**Extract provided:**
Simple parallel JSON data processor using the Senzing API and is meant to provide developers with a simple starting point for a simple, scalable addRecord processor.
It is a limited function [more or less] drop in replacement for the senzing/stream-loader when used for SQS. The latest version requires Senzing 3.5 or newer.
- addRecord[WithInfo]: Adds the Senzing JSON record
- init: To initialize the G2Engine object
- stats: To retrieve internal engine diagnostic information as to what is going on in the engine
For more details on the Senzing API go to https://docs.senzing.com
SENZING_ENGINE_CONFIGURATION_JSON
SENZING_SQS_QUEUE_URL
An AWS authorized environment is required. In used this outside of AWS to connect to SQS it required AWS_DEFAULT_REGION, AWS_SECRET_ACCESS_KEY, AWS_ACCESS_KEY_ID, and AWS_SESSION_TOKEN to be set.
SENZING_LOG_LEVEL (default: info)
SENZING_THREADS_PER_PROCESS (default: based on whatever concurrent.futures.ThreadPoolExecutor chooses automatically)
SENZING_PREFETCH (default: same as SENZING_THREADS_PER_PROCESS)
LONG_RECORD: (default: 300 seconds)
docker build -t brian/sz_sqs_consumer .
docker run --user $UID -it -e SENZING_ENGINE_CONFIGURATION_JSON -e SENZING_SQS_QUEUE_URL brian/sz_sqs_consumer
- Will exit on non-data related exceptions after processing or failing to process the current records in flight
- If a record takes more than 5min to process (LONG_RECORD), it will let you know which record it is and how long it has been processing
- Does not use the senzing-###### format for log messages (unlike the senzing/stream-loader) and simply uses python
print
with strings. It does use the standard senzing governor-postgresql-transaction-id module so you will see some messages using the standard format. - Does not support "WithInfo" output to queues but you can provide a "-i" command line option that will enable printing the WithInfo responses out. It is simple enough to code in whatever you want done with WithInfo messages in your solution.

**What to work on:**
1/ What is the minimum Senzing version required by the latest version, according to the processor description?
2/ Does each statement agree with the processor description? Answer yes or no for each, and quote the words that decide it.
(a) LONG_RECORD defaults to 600 seconds.
(b) SENZING_PREFETCH defaults to the same value as SENZING_THREADS_PER_PROCESS.
(c) The processor uses the senzing-###### format for its log messages.
3/ Which settings in the processor description are given a default value?
The rows that come after the processor description are unrelated to it and can be ignored.

**Provided information:**
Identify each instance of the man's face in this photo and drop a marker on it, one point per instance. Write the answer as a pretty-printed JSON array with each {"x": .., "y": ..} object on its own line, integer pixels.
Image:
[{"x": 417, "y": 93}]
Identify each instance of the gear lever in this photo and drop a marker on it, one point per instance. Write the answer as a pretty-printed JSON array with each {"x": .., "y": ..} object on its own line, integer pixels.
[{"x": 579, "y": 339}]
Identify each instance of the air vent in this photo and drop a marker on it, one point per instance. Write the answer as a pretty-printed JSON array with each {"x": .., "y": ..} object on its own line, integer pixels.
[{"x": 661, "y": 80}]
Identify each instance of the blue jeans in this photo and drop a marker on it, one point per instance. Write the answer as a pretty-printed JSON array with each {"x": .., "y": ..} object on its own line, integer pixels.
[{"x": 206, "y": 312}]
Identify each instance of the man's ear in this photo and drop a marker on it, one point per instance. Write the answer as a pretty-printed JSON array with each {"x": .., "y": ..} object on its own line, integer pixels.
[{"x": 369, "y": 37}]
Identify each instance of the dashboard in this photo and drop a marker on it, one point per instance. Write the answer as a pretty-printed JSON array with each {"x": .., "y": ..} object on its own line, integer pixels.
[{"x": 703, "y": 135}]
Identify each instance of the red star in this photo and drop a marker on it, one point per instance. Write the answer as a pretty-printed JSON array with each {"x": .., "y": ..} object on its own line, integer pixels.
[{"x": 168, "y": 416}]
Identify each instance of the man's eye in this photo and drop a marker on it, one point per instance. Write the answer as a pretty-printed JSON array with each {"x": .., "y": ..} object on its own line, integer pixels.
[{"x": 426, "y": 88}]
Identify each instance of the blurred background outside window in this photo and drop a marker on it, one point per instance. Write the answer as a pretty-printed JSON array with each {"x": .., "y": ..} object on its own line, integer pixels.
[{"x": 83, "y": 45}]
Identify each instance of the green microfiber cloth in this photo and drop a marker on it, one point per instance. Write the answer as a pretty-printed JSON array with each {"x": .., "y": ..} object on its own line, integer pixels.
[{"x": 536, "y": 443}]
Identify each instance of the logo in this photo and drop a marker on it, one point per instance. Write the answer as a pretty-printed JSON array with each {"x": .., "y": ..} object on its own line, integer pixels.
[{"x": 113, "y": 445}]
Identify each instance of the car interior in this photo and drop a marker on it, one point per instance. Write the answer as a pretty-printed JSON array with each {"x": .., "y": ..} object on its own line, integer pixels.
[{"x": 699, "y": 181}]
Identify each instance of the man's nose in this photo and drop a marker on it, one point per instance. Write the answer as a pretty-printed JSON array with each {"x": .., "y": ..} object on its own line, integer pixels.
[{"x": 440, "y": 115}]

--

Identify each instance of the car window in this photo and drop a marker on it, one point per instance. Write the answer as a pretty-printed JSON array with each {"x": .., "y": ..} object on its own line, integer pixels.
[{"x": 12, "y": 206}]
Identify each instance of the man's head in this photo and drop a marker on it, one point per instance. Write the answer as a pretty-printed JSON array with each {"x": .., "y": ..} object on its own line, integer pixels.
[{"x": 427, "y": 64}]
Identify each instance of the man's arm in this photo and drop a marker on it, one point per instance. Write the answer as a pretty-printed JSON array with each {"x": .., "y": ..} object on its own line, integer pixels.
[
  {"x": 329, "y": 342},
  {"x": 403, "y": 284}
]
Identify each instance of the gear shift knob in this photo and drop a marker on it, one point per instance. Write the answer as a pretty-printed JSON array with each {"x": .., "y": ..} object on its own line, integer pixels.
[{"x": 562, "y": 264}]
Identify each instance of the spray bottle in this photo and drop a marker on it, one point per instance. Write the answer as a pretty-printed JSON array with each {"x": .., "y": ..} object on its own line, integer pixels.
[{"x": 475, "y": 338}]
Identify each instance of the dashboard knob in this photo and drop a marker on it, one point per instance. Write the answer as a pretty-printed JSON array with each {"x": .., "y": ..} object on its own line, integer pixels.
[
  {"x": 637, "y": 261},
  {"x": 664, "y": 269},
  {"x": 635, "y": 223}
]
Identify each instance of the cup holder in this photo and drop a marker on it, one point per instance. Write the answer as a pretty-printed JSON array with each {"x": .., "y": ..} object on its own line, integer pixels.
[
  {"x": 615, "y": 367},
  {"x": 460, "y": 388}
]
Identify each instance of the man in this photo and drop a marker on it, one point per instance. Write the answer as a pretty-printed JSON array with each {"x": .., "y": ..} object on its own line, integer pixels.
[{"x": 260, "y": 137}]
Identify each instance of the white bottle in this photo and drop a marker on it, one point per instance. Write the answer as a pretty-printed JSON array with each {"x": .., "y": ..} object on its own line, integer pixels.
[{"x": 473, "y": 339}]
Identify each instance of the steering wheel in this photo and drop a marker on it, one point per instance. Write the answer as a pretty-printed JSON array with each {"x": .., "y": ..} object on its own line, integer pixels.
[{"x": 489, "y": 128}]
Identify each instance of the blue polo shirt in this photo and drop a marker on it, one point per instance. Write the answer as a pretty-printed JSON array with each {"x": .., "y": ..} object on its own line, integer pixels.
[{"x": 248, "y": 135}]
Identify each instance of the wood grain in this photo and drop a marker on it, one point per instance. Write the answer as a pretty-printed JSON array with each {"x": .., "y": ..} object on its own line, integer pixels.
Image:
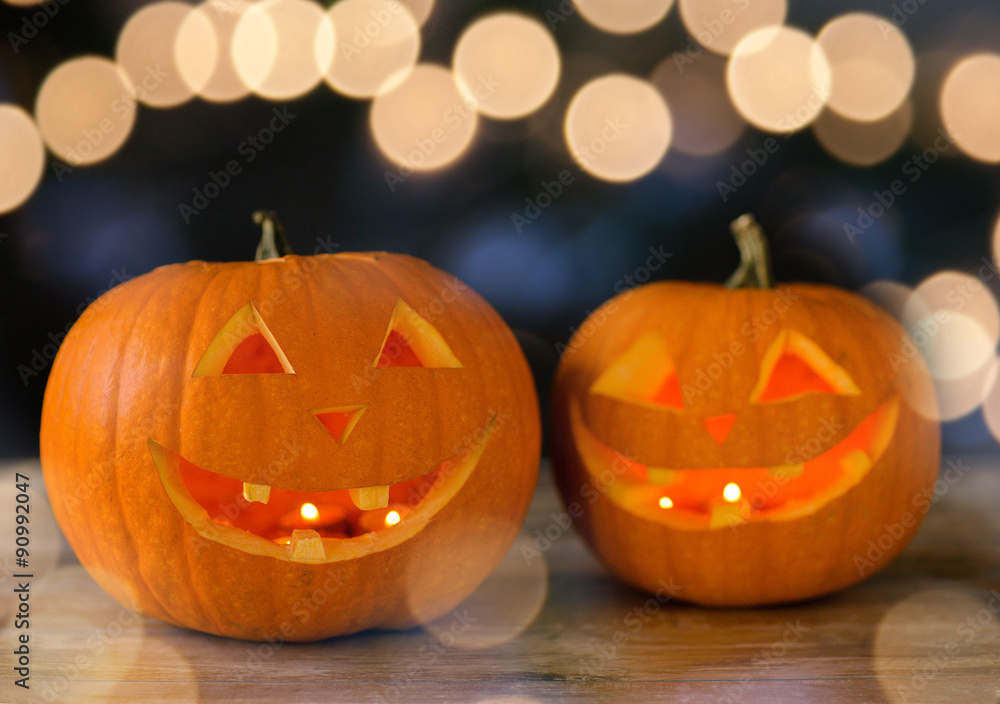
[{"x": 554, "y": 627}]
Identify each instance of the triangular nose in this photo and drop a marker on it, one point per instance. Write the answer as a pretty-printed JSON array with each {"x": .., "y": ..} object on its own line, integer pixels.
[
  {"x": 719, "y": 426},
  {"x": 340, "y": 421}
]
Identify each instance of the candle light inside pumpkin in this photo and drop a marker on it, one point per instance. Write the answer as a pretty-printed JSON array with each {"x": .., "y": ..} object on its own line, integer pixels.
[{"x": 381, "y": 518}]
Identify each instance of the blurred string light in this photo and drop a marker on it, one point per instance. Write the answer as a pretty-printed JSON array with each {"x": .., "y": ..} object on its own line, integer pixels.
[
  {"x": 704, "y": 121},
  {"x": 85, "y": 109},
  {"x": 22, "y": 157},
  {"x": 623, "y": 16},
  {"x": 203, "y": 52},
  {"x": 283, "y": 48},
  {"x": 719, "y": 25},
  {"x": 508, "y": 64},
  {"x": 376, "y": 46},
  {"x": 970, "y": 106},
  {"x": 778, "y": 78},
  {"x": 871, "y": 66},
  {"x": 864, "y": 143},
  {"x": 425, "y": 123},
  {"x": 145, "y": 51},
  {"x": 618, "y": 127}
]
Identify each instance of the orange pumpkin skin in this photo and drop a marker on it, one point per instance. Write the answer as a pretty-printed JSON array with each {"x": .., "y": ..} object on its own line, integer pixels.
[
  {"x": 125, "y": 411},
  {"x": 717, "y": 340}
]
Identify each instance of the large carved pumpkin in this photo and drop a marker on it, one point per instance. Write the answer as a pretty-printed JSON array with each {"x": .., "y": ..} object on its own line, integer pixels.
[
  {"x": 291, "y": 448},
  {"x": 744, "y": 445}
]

**Your written answers:**
1/ Senzing 3.5 or newer.

2/
(a) No: "LONG_RECORD: (default: 300 seconds)"
(b) Yes: "SENZING_PREFETCH (default: same as SENZING_THREADS_PER_PROCESS)"
(c) No: "Does not use the senzing-###### format for log messages"

3/ SENZING_LOG_LEVEL, SENZING_THREADS_PER_PROCESS, SENZING_PREFETCH, LONG_RECORD